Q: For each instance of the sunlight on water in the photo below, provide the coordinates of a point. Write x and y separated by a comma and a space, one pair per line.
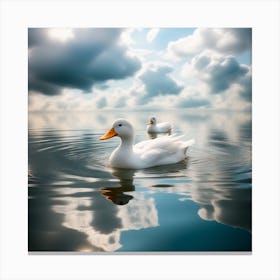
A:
78, 203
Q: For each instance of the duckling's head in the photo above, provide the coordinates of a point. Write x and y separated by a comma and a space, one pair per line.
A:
121, 128
152, 120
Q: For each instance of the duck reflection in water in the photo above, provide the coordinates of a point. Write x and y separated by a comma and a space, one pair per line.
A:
118, 194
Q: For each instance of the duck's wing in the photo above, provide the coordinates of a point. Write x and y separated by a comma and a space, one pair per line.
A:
161, 149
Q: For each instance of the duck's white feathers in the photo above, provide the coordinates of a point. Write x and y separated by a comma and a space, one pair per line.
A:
162, 150
159, 151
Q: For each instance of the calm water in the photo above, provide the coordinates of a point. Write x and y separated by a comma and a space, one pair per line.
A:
77, 203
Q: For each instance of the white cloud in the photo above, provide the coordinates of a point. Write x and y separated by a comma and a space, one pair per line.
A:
152, 34
218, 71
224, 40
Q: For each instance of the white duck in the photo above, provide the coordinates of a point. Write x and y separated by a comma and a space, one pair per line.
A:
160, 151
154, 127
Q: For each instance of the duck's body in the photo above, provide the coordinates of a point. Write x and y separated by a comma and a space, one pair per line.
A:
154, 127
160, 151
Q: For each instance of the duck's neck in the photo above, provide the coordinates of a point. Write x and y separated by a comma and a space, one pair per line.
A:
127, 143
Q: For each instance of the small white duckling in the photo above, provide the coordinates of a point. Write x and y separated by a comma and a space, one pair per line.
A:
154, 127
167, 149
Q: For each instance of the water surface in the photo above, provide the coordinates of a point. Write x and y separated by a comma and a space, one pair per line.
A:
77, 203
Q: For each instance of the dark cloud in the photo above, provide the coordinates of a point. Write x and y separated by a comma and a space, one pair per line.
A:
91, 56
219, 72
157, 81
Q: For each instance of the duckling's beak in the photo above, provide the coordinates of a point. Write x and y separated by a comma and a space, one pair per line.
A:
111, 133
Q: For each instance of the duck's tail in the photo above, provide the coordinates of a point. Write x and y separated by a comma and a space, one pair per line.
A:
187, 144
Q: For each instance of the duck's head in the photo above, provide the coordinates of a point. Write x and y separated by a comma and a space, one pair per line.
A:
121, 128
152, 121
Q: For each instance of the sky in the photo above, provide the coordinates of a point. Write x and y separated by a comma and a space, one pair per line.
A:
84, 69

## What you are asked to do
Exactly reproduce the lines beginning with the one that contains "Q: For each instance of the duck's neck" and ending with the last line of the material, both included. Leave out everything else.

## Task result
Q: For each instance of the duck's neck in the photo above, provide the coordinates of a point. Write x and y separated by a comma and a space, one pair per line.
A:
127, 143
Q: For each instance of the small white duckling in the photo above, provide the coordinates of a point. Write x and y separated by a comma and a space, one pair per line.
A:
154, 127
167, 149
Q: For each instance of the water surface in the photo above, provide the coordinates of a point. Write x and y separated by a comma and a space, one pair per line.
A:
77, 203
Q: For each instance of the dark cloud in the photo above, provide the coordinates of a point. Write x and y separated by a comma and a space, one pair per line.
A:
91, 56
219, 72
157, 81
Q: For each instance of the duckling's beak in the photo above, provide the coordinates of a point. Write x and y separated by a comma and a space, one pair per line.
A:
111, 133
Q: For each instance of the duck's tail in the photo above, provide the coordinates of a point. Write x and y separated by a comma and a space, one pair per line.
A:
187, 144
Q: For each instance of the duck's head in the photo above, provide the coordinates of a point. Write x and y separated by a comma and a space, one pair per line.
A:
121, 128
152, 121
Q: For each instance of the sky in the photo above, provide the coordinates of a point. Write x and y separated by a comma and a space, one pair per line.
A:
84, 69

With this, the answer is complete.